(Dataset entries)
=== Section Start ===
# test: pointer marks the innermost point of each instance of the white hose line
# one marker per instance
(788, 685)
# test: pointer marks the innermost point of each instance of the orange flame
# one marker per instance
=== Section End ===
*DIRECTIONS*
Find the word "point" in the data and copy out each line where it turns up.

*ANSWER FOR THIS EXERCISE*
# test: pointer marks the innermost point of each instance of the white hose line
# test: pointer marks the innermost point of each instance of the orange flame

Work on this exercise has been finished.